**Set task:** Output word for word the lines from the one with "Question. Place a dot on every instance of the snowfield" to the final line of the data, both ends included, but skip the pictures.

**Data for processing:**
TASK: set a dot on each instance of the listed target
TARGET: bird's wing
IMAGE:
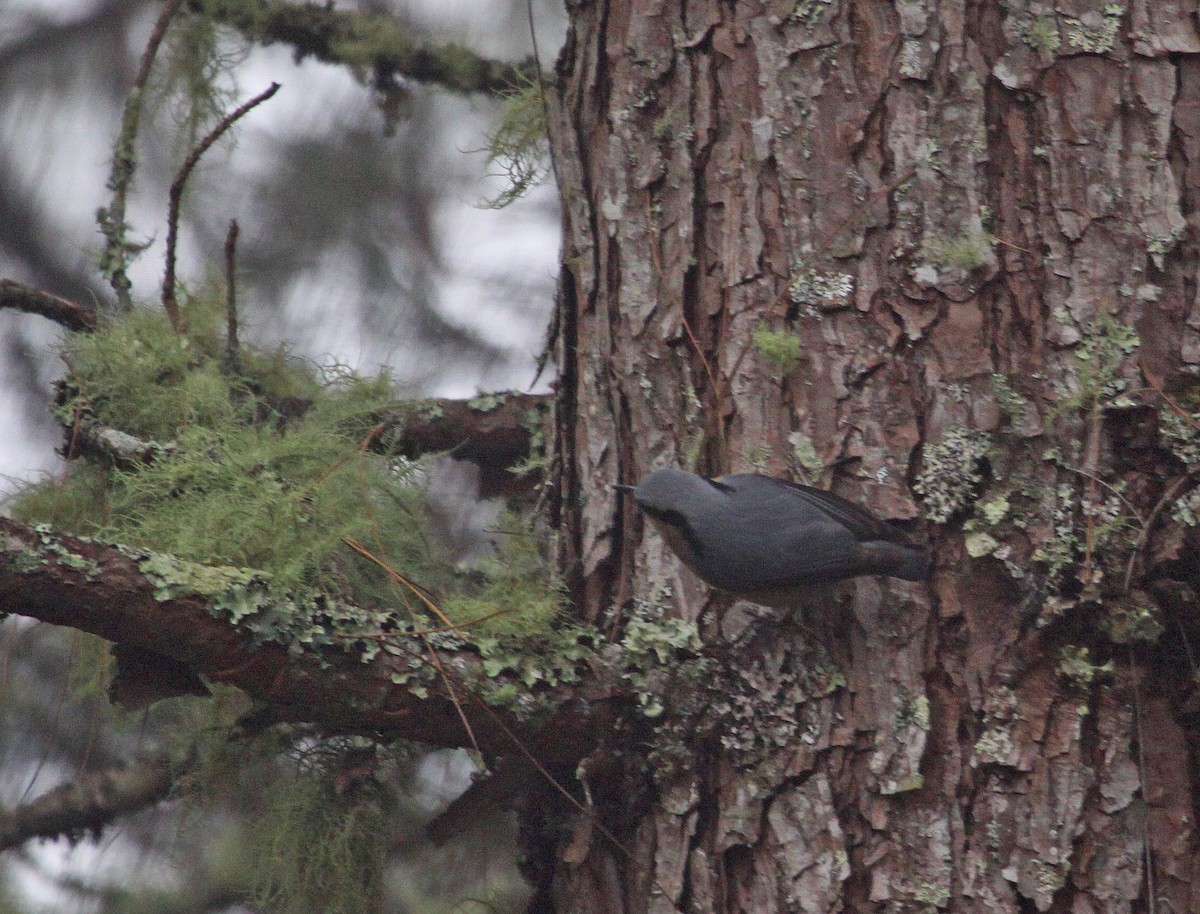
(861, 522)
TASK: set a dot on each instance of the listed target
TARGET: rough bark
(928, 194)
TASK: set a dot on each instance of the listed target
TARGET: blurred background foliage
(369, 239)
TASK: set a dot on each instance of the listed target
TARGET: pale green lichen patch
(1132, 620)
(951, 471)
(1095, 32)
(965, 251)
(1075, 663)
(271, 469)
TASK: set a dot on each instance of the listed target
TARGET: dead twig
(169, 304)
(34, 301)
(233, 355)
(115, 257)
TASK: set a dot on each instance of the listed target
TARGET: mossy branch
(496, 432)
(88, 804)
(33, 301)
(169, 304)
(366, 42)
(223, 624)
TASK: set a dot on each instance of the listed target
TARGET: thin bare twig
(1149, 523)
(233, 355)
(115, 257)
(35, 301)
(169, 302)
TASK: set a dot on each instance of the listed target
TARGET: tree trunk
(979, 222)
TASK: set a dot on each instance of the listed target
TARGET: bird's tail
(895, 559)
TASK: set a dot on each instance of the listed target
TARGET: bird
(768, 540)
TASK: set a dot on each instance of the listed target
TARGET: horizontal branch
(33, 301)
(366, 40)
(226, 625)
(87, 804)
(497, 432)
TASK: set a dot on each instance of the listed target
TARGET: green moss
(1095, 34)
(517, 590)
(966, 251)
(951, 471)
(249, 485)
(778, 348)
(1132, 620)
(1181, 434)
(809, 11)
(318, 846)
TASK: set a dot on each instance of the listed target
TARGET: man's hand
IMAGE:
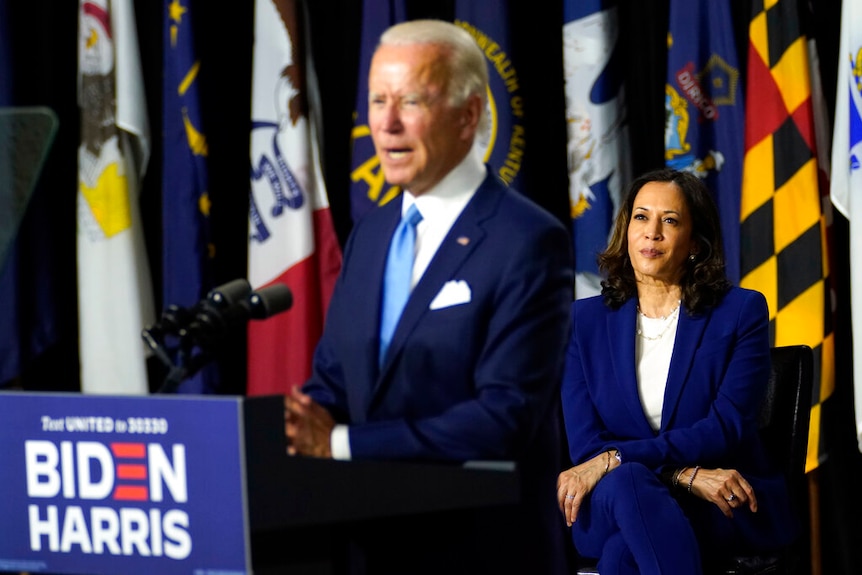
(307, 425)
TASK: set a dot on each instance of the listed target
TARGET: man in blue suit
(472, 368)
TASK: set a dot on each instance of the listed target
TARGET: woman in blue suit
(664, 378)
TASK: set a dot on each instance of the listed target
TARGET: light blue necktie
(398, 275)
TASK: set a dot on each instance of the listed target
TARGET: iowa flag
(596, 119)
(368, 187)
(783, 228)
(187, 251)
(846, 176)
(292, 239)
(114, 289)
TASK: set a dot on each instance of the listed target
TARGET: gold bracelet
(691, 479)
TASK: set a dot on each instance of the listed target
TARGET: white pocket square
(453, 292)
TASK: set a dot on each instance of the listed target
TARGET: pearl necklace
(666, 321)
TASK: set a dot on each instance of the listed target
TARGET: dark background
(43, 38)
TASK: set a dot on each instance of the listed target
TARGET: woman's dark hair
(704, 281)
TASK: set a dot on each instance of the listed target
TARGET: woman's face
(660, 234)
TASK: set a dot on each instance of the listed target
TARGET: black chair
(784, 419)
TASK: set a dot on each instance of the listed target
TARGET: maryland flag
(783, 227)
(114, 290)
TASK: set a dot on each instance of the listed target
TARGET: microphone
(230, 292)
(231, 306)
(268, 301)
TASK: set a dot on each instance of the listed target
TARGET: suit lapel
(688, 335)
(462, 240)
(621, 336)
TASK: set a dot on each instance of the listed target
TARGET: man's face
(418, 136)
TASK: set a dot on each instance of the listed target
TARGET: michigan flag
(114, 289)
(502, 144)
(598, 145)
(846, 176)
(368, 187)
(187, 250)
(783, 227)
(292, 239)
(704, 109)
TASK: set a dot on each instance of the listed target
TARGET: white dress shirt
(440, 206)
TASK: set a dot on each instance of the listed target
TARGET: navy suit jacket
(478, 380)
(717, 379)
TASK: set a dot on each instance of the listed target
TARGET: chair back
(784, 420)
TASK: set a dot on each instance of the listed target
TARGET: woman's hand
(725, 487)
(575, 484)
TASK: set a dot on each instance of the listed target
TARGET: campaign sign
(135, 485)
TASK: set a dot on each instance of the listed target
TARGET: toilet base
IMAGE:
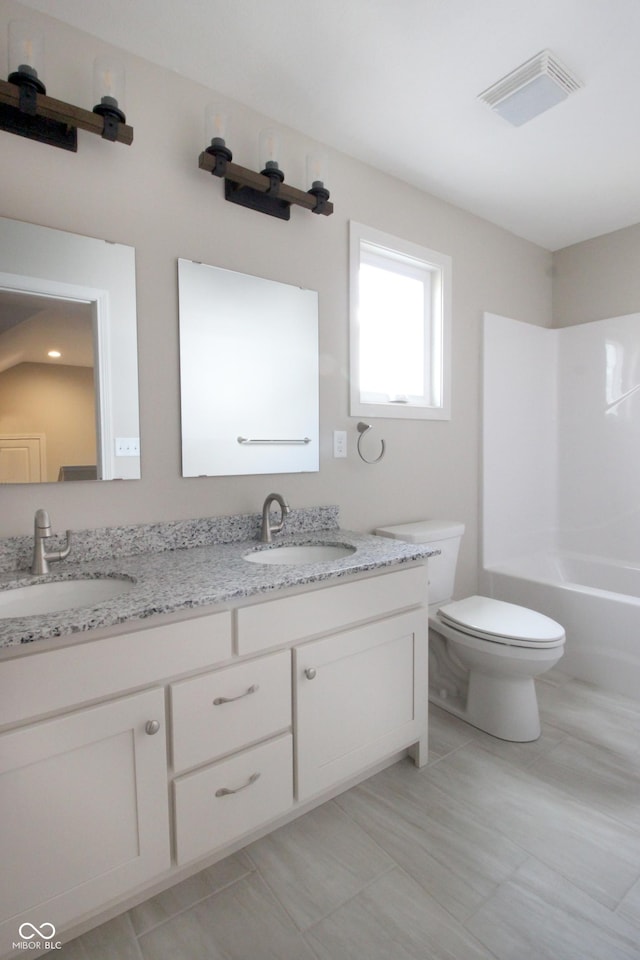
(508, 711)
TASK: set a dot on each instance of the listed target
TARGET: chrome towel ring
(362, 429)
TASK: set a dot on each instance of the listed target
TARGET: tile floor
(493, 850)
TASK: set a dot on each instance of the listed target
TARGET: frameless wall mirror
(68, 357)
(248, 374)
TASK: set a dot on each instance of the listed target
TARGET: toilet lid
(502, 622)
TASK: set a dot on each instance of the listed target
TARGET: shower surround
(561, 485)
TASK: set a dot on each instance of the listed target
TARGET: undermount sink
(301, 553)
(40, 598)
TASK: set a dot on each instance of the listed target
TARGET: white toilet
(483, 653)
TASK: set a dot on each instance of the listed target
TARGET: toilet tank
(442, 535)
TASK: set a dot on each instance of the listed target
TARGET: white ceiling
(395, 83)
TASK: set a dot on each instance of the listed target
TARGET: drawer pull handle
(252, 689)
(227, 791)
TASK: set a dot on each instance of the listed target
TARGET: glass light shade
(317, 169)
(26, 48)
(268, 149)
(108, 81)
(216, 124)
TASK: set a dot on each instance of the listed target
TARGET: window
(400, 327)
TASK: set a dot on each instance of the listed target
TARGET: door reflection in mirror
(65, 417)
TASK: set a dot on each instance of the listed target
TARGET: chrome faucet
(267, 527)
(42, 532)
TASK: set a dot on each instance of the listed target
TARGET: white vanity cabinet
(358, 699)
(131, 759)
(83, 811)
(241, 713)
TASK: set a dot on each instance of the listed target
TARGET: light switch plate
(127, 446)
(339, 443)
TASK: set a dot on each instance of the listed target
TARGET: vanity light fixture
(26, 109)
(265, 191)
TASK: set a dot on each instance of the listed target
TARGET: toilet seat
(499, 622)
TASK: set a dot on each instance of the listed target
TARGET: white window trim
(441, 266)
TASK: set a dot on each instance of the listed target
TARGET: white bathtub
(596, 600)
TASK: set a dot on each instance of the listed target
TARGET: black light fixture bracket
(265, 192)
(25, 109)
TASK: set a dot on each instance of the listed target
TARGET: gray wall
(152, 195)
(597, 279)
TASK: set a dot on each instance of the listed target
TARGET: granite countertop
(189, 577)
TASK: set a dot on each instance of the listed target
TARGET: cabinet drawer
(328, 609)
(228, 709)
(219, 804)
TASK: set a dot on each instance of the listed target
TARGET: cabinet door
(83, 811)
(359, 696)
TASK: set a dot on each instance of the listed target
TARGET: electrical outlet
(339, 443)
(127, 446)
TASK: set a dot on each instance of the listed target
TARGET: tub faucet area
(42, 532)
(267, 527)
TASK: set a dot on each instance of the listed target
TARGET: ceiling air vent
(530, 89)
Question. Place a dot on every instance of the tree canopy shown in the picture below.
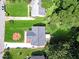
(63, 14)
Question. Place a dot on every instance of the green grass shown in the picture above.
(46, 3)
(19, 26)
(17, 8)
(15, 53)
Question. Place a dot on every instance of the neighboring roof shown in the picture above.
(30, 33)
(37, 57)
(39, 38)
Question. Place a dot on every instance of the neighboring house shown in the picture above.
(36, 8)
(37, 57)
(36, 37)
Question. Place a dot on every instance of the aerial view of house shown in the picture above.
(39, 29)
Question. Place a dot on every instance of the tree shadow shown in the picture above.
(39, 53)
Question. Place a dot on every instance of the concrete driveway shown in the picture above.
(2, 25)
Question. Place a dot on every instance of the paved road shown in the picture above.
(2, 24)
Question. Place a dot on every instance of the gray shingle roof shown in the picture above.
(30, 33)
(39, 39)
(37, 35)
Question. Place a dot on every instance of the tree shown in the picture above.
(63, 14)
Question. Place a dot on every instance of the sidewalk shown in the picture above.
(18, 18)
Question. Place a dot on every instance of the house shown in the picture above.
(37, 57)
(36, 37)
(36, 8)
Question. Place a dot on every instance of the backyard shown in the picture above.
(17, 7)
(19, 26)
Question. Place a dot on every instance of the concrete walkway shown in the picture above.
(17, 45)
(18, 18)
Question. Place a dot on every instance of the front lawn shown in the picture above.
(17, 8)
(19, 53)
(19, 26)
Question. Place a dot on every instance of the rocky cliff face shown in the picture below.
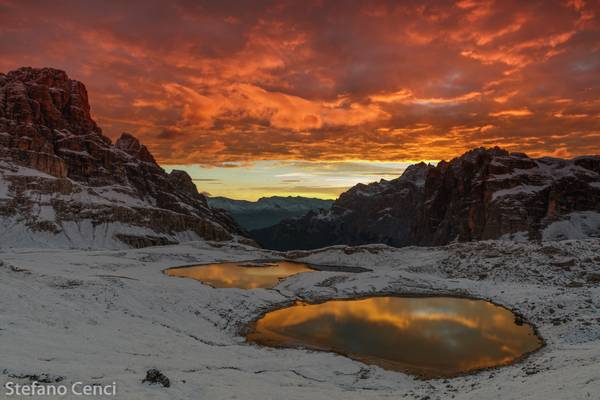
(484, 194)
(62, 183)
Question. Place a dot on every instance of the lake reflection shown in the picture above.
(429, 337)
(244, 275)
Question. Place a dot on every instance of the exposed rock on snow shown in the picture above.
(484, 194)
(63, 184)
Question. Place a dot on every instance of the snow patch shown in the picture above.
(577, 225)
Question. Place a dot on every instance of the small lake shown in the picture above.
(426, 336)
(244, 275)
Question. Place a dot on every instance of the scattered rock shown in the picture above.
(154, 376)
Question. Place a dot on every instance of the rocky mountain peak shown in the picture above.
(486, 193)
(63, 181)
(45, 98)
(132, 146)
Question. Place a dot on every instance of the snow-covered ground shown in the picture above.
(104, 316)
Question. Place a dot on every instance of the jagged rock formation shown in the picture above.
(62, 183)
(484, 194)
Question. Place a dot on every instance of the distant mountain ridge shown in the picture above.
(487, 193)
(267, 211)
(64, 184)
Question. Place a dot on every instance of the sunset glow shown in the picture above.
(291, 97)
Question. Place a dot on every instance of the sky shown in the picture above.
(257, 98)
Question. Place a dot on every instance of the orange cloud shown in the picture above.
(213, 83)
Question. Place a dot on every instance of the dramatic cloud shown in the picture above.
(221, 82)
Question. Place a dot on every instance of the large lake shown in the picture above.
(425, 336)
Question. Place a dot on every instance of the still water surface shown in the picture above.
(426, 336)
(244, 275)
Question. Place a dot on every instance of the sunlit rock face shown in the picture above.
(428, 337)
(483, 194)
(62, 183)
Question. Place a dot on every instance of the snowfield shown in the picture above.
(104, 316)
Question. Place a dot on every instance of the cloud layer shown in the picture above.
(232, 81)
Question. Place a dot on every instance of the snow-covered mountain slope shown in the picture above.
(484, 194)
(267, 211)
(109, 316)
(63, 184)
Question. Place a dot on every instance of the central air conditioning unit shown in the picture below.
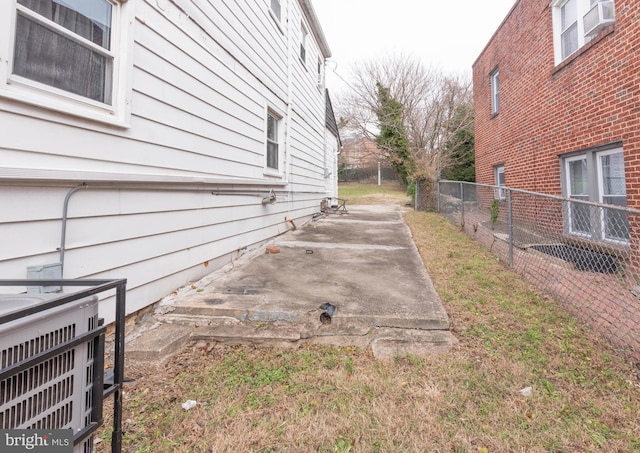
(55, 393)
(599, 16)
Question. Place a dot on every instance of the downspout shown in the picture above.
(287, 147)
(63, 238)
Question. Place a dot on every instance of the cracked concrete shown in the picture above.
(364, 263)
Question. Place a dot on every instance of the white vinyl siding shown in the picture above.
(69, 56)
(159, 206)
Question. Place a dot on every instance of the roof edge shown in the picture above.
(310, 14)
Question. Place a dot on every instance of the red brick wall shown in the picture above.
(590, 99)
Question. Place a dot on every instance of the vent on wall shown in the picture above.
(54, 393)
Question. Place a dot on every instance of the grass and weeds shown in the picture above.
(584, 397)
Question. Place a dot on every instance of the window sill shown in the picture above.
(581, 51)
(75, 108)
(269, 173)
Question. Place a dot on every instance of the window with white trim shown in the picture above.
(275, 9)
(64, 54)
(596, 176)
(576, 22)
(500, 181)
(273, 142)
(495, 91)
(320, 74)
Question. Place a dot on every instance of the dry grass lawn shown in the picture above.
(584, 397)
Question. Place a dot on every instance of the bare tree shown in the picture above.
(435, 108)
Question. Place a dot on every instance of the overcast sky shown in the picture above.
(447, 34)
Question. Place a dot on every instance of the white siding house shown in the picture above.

**Solution for this problem:**
Question. Place a dot on every instance of the snowfield shown in the picture above.
(104, 316)
Question. Place a dot on every instance of the cloud layer shown in the picture above.
(232, 81)
Question. Place a dot on every instance of the snow-covered mountain slope shown in the picture above.
(484, 194)
(267, 211)
(109, 316)
(63, 184)
Question. Place a dot on every instance of the central air conditioning unit shown in the picture below.
(55, 393)
(599, 16)
Question. Place a dot on every instance of the downspout shown in the picture above.
(287, 147)
(63, 238)
Question. Place a dot on every instance of the cracked concrete shown in the picture above.
(364, 263)
Question. Place a dot on every instance of the white vinyl siding shown in the picture above.
(69, 56)
(159, 206)
Question. Place a dot on every instance of the roof edge shown in the picture above.
(310, 14)
Question. Place a dot on every instance of the red brick wall shown in the picture above.
(590, 99)
Question. Place a dot on every instance of the vent on wall shown in the picture above.
(54, 393)
Question. Place a dot on every instance of the grass and weeds shown in the picture above.
(584, 397)
Question. Place a dot on every instance of the window sill shown in the picture above.
(581, 51)
(75, 108)
(269, 173)
Question. Place a dot on every instance of the window with white trim shown in the picture above.
(275, 9)
(64, 54)
(596, 176)
(576, 22)
(500, 181)
(273, 142)
(495, 91)
(320, 74)
Question. Place a dot on every instance of the dry grass lawn shown in the picture above.
(584, 397)
Question. Place a dot on every instance of the bare tree shown in the picture above.
(435, 108)
Question. Place a dot on every instance of the overcast sky shown in the picture above.
(447, 34)
Question. Place a dot on every instance of the white siding house shown in the picture above.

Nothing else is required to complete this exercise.